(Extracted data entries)
***
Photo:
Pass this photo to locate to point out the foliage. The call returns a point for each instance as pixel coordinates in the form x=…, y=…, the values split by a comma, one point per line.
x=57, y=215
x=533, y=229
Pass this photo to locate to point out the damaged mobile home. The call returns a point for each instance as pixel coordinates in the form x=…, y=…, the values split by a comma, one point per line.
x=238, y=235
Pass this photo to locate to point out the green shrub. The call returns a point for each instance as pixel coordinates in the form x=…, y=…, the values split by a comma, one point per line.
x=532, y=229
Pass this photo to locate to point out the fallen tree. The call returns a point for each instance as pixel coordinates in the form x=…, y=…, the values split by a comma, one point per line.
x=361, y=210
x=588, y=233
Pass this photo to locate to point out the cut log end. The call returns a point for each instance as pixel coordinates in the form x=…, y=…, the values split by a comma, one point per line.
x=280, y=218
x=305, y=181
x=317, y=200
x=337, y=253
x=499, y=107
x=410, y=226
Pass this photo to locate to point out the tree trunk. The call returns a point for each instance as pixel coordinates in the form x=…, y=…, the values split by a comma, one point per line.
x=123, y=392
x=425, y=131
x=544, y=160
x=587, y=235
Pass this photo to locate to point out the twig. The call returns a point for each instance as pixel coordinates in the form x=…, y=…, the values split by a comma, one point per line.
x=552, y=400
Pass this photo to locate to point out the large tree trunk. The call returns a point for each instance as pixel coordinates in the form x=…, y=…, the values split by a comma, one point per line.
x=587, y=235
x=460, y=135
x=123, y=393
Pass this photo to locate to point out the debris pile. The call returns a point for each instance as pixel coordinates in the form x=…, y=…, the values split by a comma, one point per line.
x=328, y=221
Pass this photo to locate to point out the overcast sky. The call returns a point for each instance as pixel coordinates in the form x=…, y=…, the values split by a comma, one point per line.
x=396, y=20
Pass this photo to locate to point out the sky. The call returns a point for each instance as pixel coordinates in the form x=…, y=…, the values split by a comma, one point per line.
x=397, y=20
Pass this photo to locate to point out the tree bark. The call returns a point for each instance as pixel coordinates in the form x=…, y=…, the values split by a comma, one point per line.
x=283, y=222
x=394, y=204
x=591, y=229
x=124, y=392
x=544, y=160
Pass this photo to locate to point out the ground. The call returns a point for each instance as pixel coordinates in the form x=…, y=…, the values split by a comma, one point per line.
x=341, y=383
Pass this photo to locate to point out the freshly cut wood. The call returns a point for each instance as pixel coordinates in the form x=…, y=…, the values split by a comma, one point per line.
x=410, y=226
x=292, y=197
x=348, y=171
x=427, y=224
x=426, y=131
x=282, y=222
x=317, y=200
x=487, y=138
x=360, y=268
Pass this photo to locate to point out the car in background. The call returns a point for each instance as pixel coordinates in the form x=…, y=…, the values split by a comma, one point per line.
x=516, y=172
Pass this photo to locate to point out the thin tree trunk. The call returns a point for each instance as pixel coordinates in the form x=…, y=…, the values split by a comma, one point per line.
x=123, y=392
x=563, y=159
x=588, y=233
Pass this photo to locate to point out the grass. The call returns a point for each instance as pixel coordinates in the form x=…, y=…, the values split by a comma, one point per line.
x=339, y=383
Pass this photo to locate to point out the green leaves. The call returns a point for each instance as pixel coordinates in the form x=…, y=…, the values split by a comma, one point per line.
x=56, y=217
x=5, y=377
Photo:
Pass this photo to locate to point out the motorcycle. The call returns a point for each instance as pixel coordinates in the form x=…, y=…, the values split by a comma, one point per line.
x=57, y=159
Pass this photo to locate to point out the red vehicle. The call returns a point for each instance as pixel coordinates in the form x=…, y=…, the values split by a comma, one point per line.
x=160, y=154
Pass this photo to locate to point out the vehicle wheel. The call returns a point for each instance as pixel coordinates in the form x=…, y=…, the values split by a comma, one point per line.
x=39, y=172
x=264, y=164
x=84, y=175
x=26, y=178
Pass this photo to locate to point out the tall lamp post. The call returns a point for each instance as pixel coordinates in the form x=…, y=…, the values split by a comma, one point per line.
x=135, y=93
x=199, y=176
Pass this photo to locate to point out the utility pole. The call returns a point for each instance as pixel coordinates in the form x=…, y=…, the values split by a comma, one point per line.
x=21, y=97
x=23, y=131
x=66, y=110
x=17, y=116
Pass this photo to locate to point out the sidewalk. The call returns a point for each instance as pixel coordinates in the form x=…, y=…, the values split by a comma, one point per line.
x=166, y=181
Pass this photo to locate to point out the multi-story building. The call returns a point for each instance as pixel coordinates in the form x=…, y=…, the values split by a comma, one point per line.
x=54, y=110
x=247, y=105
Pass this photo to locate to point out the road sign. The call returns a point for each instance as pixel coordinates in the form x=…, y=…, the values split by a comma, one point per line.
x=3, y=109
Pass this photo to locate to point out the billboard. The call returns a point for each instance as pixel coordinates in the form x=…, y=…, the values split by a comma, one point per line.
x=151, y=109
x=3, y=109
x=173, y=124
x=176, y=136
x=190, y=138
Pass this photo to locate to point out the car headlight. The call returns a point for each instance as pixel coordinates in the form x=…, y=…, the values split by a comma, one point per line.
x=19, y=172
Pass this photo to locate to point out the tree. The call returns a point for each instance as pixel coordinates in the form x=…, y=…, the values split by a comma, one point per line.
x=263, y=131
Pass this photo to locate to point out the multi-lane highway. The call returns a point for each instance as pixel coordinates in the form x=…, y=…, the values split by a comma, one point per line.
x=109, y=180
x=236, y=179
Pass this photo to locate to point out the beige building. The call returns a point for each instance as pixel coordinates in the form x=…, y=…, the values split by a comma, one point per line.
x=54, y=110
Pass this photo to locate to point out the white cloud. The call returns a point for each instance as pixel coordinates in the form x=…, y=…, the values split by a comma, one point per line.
***
Task directions >> Your task is to repeat the data exactly; please include every line.

Result >>
Photo:
Pass this photo to locate to point out the foliage. The call returns a point for each instance as pixel coordinates in the form x=…, y=…, the values split by a comma, one point per line.
x=57, y=215
x=533, y=229
Pass this photo to locate to point out the damaged mobile home. The call returns a point for each instance as pixel coordinates in the form x=…, y=…, the values split by a comma, one point per line.
x=238, y=235
Pass this photo to locate to point out the green shrub. The call returns a point for each instance as pixel coordinates in the form x=…, y=…, the values split by a comma, one point per line.
x=532, y=229
Pass this photo to locate to point out the fallen tree. The call returns a point for each instance as pixel coordinates in the form x=…, y=…, the values split by a comma, one point per line.
x=361, y=210
x=588, y=233
Pass this photo to locate to point out the cut log end. The call returns a point for each instance as pixel coordinates in the form x=…, y=…, the values split by a comma, one point per line.
x=280, y=218
x=305, y=181
x=317, y=200
x=337, y=253
x=499, y=107
x=410, y=226
Pass this photo to locate to point out the tree trunk. The call returns a point for each instance as pixel coordinates in the form x=…, y=…, the values split by a comma, one point per line.
x=123, y=392
x=425, y=131
x=544, y=160
x=587, y=235
Pass this photo to locate to point out the twig. The call returns a point for each instance as pixel coordinates in the form x=…, y=…, the values split by a comma, one point per line.
x=552, y=400
Pass this photo to locate to point out the large tree trunk. The call returns a point for each instance as pixel coordinates in the form x=…, y=…, the values split by a comma, one point per line.
x=587, y=235
x=460, y=135
x=123, y=393
Pass this photo to locate to point out the debris pile. The call returns a point for each instance as pixel coordinates in the form x=…, y=…, the values split by a comma, one point per line.
x=328, y=221
Pass this photo to locate to point out the overcast sky. The call returns a point for each instance as pixel coordinates in the form x=…, y=…, the values split by a comma, one point per line.
x=396, y=20
Pass this photo to locate to point out the sky. The call returns a point for each instance as pixel coordinates in the form x=…, y=…, the values split by a comma, one point per line.
x=397, y=20
Pass this photo to locate to point out the tree bark. The call returns a point for each instance as pixel coordinates in the form x=…, y=…, the values split by a comma, one point per line.
x=283, y=222
x=394, y=204
x=591, y=229
x=124, y=392
x=544, y=160
Pass this photo to locate to point out the ground. The call returns a point for each instance as pixel coordinates in the form x=…, y=…, the values split by a comma, one point per line.
x=341, y=383
Pass this photo to locate to point out the freshly cut wood. The call returns a point for each instance as pixel coordinates in the form x=…, y=…, the values split by a comma, one point per line.
x=410, y=226
x=292, y=197
x=348, y=171
x=427, y=224
x=426, y=131
x=282, y=222
x=317, y=200
x=487, y=138
x=360, y=268
Pass this photo to locate to point out the car in background. The call returns a point for each instance as pixel coordinates in the form x=…, y=…, the values split by a comma, one point per line.
x=516, y=172
Pass this photo to locate to point out the thin tree trunk. The call returns a point for each instance as pixel coordinates in the form x=…, y=…, the values split by a comma, one point per line.
x=123, y=392
x=563, y=159
x=588, y=233
Pass this photo to locate to point out the grass. The call returns a point for each instance as pixel coordinates in the form x=…, y=…, the values split by a comma, one point per line.
x=339, y=383
Pass this photo to locate to point out the green leaves. The call returns a point for each instance as pixel coordinates in the form x=…, y=…, the values split by a comma, one point per line.
x=56, y=217
x=5, y=377
Photo:
Pass this photo to locate to point out the motorcycle. The call returns a point for each instance as pixel coordinates in the form x=…, y=…, the values split by a comma, one point per line.
x=57, y=159
Pass this photo to locate to point out the red vehicle. The call returns a point for each instance as pixel coordinates in the form x=…, y=…, the values split by a comma, one point per line.
x=160, y=154
Pass this photo to locate to point out the vehicle wheel. The call returns a point for each instance as pixel coordinates in the form x=…, y=…, the values split by a comma, one point per line.
x=39, y=172
x=264, y=164
x=84, y=175
x=26, y=178
Pass this photo to locate to point out the tall lamp post. The call returns a point for each instance as pixel coordinates in the form x=…, y=…, the values split by a comma, one point per line.
x=135, y=93
x=199, y=176
Pass this photo to locate to point out the utility pole. The call returns a point for each instance as pixel coordinates in the form x=…, y=…, the values split by a comma, one point per line.
x=21, y=97
x=23, y=131
x=66, y=110
x=17, y=116
Pass this photo to locate to point out the sidewalk. The call returns a point for each instance as pixel coordinates in the form x=…, y=…, the values split by a comma, one point per line.
x=166, y=181
Pass this photo to locate to point out the multi-story building. The call returns a point for each instance as pixel coordinates in the form x=…, y=…, the values split by a comma, one point per line.
x=54, y=110
x=247, y=105
Pass this photo to locate to point out the road sign. The call returns a point for each instance as pixel coordinates in the form x=…, y=…, the values split by a comma, one point per line.
x=3, y=109
Pass this photo to locate to point out the billboard. The call returns a point for each instance as pixel coordinates in the form x=…, y=…, the values split by a comma, one point per line.
x=151, y=109
x=3, y=109
x=173, y=124
x=176, y=136
x=190, y=138
Pass this photo to locate to point out the car headlight. The call returns a point for each instance as pixel coordinates in the form x=…, y=…, the values split by a comma, one point per line.
x=19, y=172
Pass this photo to locate to point out the tree. The call returns a point for each instance as pixel coordinates in the form x=…, y=…, the values split by a comma, one point per line.
x=263, y=131
Pass this photo to locate to point out the multi-lane highway. The call returns a point for each instance as pixel coordinates in the form x=…, y=…, the values split by a comma, one point per line.
x=109, y=180
x=236, y=179
Pass this photo to locate to point out the beige building. The call returns a point for each instance as pixel coordinates in the form x=…, y=…, the values split by a comma, one point per line.
x=54, y=110
Pass this photo to locate to point out the white cloud. The call returns a point for each instance as pixel coordinates in the form x=…, y=…, the values split by a comma, one point per line.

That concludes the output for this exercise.